[Exercise]: Retype, character for character, the line containing "Where can the vineyard" along with each line after it through the end of the data, and only those.
++++ The data ++++
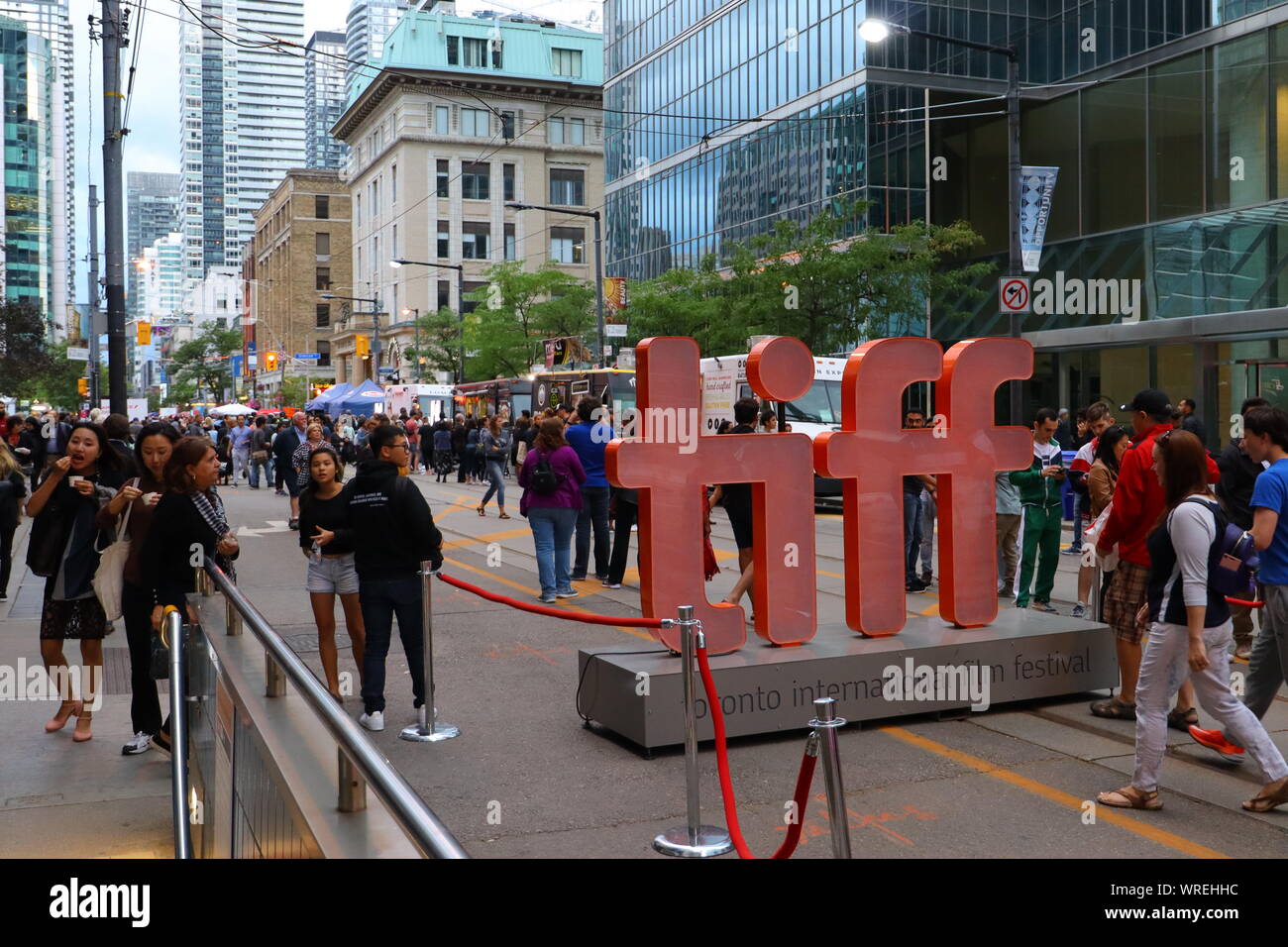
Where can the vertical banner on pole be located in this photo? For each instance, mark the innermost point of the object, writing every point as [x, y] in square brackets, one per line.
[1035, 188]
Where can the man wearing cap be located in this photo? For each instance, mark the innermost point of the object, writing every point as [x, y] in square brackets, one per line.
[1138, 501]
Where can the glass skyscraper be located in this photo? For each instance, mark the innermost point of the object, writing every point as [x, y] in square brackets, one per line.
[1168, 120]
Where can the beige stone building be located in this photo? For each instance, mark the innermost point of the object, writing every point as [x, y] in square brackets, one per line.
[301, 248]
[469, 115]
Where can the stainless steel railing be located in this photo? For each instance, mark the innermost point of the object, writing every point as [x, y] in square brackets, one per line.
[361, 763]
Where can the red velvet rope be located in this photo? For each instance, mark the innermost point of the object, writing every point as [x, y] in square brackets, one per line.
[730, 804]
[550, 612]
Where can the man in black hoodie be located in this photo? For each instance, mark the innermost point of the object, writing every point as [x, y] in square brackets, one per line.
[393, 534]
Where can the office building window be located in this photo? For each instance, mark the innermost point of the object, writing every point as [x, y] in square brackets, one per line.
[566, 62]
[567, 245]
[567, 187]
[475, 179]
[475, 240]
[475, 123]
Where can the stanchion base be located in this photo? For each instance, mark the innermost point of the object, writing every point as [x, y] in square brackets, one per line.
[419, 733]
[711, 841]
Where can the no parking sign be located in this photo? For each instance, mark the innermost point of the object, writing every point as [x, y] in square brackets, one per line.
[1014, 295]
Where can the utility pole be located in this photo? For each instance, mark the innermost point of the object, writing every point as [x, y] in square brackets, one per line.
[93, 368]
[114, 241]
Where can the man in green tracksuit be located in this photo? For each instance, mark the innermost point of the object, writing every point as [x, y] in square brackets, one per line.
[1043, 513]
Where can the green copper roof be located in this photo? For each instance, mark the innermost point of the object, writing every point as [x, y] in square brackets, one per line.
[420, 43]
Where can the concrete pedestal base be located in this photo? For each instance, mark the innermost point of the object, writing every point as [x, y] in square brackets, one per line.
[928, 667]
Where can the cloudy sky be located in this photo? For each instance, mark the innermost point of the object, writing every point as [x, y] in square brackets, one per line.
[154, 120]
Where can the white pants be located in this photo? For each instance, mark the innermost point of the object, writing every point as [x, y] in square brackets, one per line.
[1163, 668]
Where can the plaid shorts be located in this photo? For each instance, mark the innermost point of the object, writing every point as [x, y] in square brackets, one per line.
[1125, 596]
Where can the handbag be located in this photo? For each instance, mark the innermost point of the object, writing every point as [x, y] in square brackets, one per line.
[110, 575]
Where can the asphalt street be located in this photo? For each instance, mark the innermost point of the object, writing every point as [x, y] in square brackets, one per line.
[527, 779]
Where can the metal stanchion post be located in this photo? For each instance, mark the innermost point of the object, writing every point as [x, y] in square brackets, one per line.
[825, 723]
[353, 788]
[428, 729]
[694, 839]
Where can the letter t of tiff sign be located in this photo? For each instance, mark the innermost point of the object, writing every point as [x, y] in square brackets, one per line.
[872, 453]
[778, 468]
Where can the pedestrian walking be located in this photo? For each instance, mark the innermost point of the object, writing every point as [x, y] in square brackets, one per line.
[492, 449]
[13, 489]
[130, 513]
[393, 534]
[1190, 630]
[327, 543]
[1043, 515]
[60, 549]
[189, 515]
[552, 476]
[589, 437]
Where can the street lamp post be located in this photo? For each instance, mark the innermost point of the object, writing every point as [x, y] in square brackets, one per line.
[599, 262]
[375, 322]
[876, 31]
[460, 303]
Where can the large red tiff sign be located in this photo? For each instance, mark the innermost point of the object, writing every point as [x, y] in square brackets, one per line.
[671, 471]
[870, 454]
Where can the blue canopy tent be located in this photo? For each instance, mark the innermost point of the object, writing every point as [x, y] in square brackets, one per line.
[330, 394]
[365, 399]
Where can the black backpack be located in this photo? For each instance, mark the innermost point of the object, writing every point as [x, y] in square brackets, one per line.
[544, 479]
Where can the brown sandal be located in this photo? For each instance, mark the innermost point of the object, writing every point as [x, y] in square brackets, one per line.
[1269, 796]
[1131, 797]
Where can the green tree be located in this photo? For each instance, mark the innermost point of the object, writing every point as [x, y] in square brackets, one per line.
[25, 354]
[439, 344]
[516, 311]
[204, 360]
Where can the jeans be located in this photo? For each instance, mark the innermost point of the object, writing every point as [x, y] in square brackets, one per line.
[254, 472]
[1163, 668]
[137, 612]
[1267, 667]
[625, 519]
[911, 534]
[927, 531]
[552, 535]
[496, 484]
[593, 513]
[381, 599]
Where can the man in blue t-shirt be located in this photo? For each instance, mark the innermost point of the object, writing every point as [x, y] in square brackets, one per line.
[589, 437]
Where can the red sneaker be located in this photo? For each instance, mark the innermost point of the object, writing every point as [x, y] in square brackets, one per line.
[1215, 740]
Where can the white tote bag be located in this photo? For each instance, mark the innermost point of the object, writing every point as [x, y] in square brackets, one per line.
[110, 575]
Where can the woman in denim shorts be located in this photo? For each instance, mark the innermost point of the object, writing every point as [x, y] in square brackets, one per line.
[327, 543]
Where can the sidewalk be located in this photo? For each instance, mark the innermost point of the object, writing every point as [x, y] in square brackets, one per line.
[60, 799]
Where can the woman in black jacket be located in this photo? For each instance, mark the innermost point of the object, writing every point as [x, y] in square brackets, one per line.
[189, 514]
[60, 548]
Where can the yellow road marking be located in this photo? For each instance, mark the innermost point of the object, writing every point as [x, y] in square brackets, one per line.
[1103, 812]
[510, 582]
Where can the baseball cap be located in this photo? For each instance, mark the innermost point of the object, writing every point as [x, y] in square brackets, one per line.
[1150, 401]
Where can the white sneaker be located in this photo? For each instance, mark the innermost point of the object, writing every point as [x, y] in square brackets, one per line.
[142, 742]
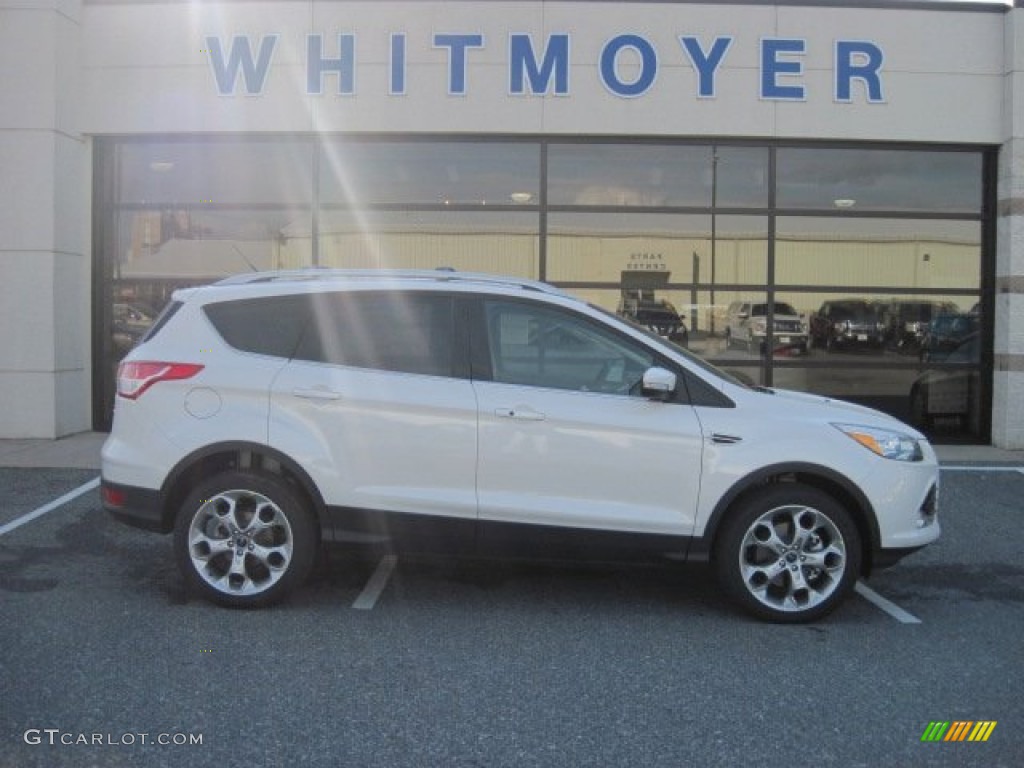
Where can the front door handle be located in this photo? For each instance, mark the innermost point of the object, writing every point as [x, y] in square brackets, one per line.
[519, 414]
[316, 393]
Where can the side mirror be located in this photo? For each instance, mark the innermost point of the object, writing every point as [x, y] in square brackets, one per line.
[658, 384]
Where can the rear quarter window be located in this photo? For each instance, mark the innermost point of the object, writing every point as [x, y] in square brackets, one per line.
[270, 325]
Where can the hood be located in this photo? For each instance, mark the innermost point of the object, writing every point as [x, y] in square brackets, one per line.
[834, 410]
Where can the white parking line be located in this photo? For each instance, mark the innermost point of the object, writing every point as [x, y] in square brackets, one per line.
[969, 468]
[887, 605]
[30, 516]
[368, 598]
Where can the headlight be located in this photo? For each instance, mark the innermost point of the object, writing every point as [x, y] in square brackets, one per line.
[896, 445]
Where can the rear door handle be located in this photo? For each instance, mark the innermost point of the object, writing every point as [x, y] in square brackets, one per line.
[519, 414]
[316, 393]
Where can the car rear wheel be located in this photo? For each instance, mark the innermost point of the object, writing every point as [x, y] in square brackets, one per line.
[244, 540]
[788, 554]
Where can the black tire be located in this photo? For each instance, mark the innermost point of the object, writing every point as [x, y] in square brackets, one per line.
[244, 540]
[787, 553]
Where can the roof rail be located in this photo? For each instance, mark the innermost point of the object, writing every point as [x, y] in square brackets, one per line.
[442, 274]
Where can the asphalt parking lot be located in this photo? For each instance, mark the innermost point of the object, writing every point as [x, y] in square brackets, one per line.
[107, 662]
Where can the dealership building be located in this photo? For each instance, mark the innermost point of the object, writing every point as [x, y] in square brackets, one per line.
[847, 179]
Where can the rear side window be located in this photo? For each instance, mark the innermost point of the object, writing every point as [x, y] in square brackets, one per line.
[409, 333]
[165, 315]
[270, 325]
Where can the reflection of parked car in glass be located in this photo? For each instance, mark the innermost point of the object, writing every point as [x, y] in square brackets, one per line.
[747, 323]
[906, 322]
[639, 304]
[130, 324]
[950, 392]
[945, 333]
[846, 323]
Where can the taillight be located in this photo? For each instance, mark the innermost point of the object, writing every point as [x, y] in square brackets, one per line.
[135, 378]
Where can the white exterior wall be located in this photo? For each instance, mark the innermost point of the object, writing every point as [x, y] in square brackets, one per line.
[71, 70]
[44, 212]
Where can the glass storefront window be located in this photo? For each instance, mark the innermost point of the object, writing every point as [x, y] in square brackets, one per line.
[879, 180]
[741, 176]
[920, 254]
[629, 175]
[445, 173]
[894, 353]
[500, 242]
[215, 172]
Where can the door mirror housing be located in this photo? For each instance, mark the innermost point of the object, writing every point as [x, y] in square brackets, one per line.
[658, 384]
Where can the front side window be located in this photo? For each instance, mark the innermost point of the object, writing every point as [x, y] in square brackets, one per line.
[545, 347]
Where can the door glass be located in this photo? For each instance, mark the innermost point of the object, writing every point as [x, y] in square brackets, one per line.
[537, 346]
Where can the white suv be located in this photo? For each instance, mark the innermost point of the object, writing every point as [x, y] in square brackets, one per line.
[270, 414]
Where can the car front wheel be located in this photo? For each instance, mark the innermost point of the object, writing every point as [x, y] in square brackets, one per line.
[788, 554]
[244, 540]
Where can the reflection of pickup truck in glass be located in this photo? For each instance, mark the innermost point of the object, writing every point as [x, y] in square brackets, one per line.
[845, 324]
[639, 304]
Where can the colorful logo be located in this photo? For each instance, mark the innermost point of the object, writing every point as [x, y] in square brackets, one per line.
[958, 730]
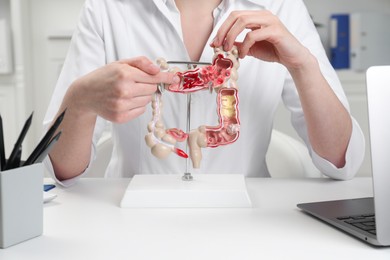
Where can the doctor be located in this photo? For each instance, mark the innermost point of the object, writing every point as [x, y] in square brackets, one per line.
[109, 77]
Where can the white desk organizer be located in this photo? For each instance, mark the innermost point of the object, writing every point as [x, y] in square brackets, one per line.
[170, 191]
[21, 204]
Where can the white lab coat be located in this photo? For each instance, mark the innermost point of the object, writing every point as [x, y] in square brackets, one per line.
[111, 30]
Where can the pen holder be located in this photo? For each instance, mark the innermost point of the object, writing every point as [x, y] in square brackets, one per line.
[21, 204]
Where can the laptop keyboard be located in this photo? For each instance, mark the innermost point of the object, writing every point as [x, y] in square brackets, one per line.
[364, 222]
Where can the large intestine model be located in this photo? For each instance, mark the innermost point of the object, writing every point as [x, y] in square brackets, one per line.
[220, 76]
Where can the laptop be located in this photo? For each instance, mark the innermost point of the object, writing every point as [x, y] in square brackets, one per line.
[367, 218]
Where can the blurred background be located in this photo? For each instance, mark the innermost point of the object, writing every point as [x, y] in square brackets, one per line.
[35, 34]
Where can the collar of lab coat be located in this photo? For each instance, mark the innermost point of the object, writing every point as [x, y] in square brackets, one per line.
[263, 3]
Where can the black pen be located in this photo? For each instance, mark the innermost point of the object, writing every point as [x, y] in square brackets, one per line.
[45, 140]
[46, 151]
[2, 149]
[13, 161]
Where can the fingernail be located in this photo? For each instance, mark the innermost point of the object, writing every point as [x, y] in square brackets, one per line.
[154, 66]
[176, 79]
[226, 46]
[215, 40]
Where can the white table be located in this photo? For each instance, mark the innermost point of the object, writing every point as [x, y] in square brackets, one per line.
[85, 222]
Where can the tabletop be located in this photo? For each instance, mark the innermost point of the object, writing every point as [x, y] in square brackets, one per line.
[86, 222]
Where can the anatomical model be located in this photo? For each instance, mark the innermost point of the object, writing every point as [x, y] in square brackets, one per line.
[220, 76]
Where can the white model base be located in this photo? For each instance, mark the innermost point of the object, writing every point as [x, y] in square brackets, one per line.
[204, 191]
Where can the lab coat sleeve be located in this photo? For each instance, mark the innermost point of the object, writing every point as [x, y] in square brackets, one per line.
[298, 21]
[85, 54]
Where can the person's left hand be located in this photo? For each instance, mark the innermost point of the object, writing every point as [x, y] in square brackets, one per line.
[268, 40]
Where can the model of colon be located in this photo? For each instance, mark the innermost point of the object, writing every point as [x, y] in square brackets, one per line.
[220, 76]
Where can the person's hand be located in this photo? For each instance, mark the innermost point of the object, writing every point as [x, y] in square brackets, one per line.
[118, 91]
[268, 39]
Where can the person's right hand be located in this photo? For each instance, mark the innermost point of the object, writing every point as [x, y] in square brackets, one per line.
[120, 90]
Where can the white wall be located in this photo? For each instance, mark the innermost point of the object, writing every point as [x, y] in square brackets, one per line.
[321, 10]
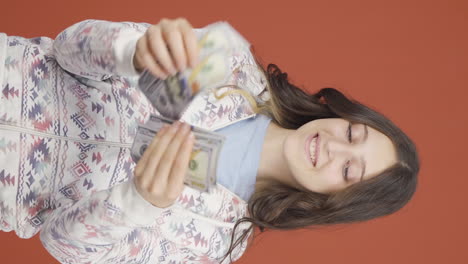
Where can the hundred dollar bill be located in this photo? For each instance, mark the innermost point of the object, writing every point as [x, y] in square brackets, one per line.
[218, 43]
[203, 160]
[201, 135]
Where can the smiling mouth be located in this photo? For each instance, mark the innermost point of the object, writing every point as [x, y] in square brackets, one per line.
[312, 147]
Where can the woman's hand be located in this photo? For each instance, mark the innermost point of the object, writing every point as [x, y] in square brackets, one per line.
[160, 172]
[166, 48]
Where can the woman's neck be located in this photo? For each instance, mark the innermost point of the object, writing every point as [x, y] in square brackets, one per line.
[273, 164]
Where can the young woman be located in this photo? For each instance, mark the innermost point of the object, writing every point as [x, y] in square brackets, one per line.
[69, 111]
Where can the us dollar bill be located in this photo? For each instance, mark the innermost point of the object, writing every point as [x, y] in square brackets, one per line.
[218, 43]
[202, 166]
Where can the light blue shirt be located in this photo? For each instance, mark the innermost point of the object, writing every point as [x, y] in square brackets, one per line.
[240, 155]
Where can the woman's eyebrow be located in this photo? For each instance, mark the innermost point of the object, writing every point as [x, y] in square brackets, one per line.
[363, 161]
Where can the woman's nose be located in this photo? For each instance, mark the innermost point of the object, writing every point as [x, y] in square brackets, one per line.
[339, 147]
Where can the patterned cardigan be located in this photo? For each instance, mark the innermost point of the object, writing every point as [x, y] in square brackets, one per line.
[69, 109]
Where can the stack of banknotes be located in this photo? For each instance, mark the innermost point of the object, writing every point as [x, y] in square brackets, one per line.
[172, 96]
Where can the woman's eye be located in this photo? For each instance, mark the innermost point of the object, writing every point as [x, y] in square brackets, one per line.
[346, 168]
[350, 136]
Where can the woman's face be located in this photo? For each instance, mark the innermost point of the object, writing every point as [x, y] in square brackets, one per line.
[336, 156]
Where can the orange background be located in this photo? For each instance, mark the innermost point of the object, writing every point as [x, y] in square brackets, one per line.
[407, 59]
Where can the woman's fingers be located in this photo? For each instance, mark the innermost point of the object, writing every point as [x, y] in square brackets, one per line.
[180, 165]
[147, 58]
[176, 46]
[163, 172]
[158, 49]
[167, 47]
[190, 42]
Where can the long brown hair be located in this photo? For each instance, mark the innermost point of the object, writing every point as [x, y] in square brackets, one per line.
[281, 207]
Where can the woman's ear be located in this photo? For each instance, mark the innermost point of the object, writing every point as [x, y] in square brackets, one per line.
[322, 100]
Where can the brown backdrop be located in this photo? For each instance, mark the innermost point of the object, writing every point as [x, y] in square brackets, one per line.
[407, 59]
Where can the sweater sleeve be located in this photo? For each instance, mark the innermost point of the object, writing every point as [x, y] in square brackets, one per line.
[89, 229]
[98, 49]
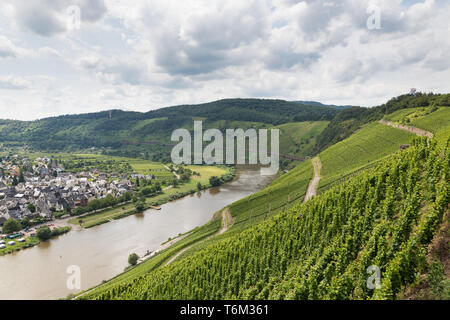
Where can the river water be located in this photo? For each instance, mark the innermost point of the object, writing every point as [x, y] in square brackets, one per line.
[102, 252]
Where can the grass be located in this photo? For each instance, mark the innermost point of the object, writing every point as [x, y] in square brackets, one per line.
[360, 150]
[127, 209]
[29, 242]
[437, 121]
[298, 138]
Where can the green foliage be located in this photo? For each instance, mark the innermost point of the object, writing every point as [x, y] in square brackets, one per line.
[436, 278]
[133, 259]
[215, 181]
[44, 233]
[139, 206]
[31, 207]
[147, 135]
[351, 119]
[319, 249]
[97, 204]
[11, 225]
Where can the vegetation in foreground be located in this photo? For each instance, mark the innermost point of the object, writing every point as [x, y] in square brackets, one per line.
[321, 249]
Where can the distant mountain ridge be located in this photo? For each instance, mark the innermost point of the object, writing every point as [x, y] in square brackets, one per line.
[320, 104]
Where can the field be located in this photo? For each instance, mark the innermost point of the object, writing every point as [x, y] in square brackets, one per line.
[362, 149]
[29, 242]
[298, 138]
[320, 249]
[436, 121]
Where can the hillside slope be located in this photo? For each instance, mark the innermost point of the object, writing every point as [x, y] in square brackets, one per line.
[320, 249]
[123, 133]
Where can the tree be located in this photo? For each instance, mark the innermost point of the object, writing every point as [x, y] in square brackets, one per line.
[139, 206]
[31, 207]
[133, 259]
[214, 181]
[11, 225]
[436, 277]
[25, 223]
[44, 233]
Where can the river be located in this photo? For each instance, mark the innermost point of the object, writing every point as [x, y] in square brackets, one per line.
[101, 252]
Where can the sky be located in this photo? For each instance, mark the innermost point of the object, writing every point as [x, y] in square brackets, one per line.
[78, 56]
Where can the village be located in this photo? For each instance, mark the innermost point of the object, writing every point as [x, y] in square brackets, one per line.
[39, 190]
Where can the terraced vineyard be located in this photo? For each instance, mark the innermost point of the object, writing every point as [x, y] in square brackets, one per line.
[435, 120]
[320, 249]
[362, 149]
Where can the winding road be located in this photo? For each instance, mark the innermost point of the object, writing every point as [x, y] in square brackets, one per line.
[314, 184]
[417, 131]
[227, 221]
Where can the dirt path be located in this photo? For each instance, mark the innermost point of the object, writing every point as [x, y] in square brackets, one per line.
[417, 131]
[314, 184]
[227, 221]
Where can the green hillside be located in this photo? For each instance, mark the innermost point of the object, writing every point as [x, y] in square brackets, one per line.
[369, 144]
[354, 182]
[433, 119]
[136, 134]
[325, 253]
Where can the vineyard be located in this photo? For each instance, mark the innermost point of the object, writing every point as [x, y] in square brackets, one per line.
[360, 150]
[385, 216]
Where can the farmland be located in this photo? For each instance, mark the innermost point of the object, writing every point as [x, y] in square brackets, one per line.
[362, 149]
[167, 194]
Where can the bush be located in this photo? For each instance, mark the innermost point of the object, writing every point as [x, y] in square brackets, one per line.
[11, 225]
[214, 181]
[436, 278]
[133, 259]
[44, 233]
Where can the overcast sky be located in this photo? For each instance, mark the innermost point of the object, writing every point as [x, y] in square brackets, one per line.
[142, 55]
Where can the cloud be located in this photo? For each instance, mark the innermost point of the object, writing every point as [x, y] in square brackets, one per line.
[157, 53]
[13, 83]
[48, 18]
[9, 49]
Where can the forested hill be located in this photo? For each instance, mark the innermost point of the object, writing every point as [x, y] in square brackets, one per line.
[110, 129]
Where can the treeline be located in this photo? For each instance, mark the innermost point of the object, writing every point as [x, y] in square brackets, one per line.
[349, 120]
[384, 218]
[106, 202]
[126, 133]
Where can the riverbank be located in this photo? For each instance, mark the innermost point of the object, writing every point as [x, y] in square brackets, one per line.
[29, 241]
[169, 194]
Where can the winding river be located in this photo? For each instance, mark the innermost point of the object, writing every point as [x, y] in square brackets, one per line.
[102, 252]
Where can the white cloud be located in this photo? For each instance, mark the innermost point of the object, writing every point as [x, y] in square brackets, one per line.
++++
[Response box]:
Where can the vineyard be located in this photo? For each instance, mark the innermost point of the object, writing every point as [x, y] in square brackets, one per line.
[360, 150]
[385, 216]
Where can the farmland be located in this photo? For each instance, mark the innermost point of the object, writing every point as [x, y] in square brackets, one per line.
[362, 149]
[167, 194]
Where can the bush be located in this photo? For each instance, mark the innermost point of the object, writing every point as [x, y] in square brackets, one per line.
[11, 225]
[214, 181]
[436, 278]
[133, 259]
[44, 233]
Where can the overcast sky be located in this photo? For each instance, mark the innermost point of the object, writing every point as [x, y] in square brackets, one per line.
[142, 55]
Where can the cloud be located in this photo? For each instance, mark the innermost point of the object, writing every point as [x, y] in square brackets, one per line.
[157, 53]
[13, 83]
[48, 18]
[9, 49]
Where can the forested hill be located in this photo? For each instance, mark the innermost point of the object, writing every point as [x, y] in square brackets, one per line.
[110, 129]
Where can the treeline be located in this photo? For each instance, mark the innermost point of the object, writing every point as [x, y] in square brackets, one per line.
[349, 120]
[384, 218]
[106, 202]
[126, 133]
Where can the riverbank be located in this photo? For each instance, mark the innermost point of the object, writing every point as [x, y] in square brackets, one per line.
[29, 241]
[169, 194]
Where can the winding river be located in this photo? For each instance, mark the innermost point of the object, writing every point as [x, y] in square brackets, one per line.
[102, 252]
Where can the white cloud be located in this photo? For each instance, mark the innermost point of the object, writing every point as [x, y] in square brackets, one per line.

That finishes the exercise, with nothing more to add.